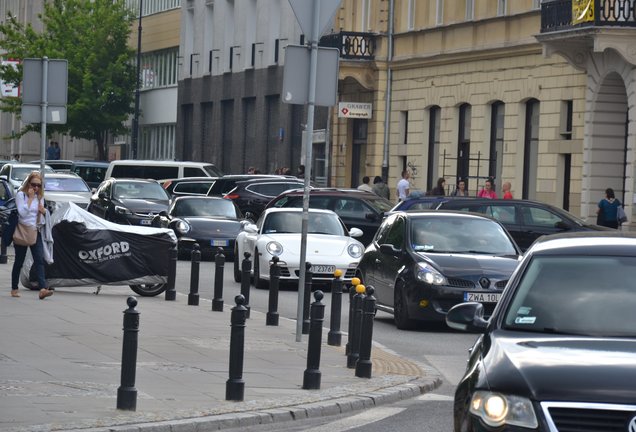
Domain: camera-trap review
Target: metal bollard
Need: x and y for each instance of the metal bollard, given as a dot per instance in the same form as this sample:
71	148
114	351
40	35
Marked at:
235	386
334	337
127	393
274	283
354	283
364	365
193	296
306	299
171	293
311	377
246	269
354	348
219	263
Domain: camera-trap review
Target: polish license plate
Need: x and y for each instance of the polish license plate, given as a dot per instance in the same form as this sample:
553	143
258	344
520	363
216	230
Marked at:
323	269
482	297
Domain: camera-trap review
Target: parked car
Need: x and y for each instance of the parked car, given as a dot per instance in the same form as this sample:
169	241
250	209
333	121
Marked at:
356	208
93	172
423	263
129	201
525	220
16	172
558	352
252	196
330	246
211	222
65	187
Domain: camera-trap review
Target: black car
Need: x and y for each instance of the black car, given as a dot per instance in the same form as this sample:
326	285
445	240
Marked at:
525	220
559	352
252	196
129	201
356	208
423	263
211	222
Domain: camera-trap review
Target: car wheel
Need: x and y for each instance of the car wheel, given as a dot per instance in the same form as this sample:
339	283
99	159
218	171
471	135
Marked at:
149	290
400	309
237	268
258	282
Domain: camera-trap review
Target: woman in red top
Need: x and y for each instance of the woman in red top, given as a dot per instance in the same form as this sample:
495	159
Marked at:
488	190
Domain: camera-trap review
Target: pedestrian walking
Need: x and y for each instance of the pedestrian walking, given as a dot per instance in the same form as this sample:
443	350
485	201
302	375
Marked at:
30	205
380	188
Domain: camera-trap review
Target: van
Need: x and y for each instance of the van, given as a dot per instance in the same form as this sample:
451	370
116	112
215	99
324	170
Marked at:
161	170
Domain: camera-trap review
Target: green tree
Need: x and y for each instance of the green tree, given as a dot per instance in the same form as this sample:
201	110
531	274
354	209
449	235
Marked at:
93	36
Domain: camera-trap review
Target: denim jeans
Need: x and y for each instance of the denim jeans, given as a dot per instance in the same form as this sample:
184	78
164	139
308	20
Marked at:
37	251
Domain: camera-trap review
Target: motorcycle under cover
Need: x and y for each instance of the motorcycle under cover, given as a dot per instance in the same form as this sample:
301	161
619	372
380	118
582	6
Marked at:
88	250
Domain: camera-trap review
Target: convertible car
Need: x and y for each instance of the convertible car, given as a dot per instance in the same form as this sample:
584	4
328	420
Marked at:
330	246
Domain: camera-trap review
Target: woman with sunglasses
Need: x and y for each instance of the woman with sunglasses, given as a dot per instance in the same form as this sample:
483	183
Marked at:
30	204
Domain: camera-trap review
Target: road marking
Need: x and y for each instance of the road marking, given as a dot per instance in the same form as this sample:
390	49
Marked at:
356	421
434	397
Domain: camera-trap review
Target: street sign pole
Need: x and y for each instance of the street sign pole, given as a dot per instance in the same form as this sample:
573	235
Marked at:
309	134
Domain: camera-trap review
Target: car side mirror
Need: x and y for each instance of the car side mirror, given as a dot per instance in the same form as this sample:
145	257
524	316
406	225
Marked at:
467	317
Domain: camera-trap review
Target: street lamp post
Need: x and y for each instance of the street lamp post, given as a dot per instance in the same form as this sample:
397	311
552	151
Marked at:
135	125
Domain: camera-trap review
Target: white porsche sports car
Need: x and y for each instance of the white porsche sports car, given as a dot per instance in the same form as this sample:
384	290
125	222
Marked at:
330	246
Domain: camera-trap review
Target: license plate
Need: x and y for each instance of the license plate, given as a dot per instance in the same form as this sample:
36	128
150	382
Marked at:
482	297
323	269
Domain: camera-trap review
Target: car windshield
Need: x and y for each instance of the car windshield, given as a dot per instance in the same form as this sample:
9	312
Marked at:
135	190
204	207
456	234
65	185
319	223
582	295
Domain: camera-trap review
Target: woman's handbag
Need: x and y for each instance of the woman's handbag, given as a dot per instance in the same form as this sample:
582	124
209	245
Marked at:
25	235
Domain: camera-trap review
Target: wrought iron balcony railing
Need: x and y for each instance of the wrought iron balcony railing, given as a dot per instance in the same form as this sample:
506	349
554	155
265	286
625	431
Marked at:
569	14
352	45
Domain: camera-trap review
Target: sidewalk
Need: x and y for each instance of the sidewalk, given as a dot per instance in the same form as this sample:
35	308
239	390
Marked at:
60	366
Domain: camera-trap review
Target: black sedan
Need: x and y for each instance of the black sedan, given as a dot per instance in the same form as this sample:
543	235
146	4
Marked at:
129	201
559	352
423	263
211	222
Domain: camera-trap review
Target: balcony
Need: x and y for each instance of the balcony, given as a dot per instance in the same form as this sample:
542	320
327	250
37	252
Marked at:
352	45
561	15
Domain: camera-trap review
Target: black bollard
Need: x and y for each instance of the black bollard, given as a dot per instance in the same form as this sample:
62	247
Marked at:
311	377
364	365
235	386
306	299
246	269
354	347
334	337
219	263
171	292
352	291
193	296
127	393
274	283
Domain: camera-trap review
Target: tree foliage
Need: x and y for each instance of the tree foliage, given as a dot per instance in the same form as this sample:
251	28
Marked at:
93	36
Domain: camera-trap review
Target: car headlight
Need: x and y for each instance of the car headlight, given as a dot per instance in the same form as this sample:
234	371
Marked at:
496	409
274	248
122	210
428	274
182	227
355	250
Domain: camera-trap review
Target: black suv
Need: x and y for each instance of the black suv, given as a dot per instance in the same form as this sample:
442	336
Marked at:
525	220
356	208
251	196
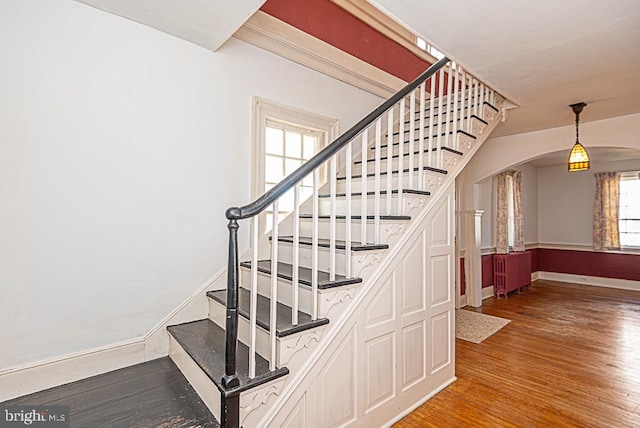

——

» Work task: In the listing above, find the line with "Need: x and y for each instance of the balcony, given" and the line with "Target: black suv"; set down exactly those two lines and every line between them, nothing more.

» Expected output:
Need: x and y for each instance of the balcony, given as a dot per instance in the same form as this sample:
542	320
327	250
37	252
Marked at:
352	45
561	15
Domain: camera-trap review
Target: black bollard
Need: x and y for each instance of the black bollard, given as a dot per instance in the same form as this sample:
62	247
Marked at:
311	377
364	365
235	386
306	299
246	269
354	347
334	337
219	263
171	292
352	291
193	296
127	393
274	283
Domain: camera-trap review
Target: tree foliage
Need: x and y for each instance of the tree foliage, given as a dot per instance in the same form as this sample:
251	28
Marked at:
93	36
Domain: camera-trap review
Target: car headlight
Need: x and y for each instance of the car headlight, given as a dot per instance in the same form as this sample:
234	371
Marked at:
496	409
274	248
122	210
428	274
182	227
355	250
Domain: camera-trap review
Target: black suv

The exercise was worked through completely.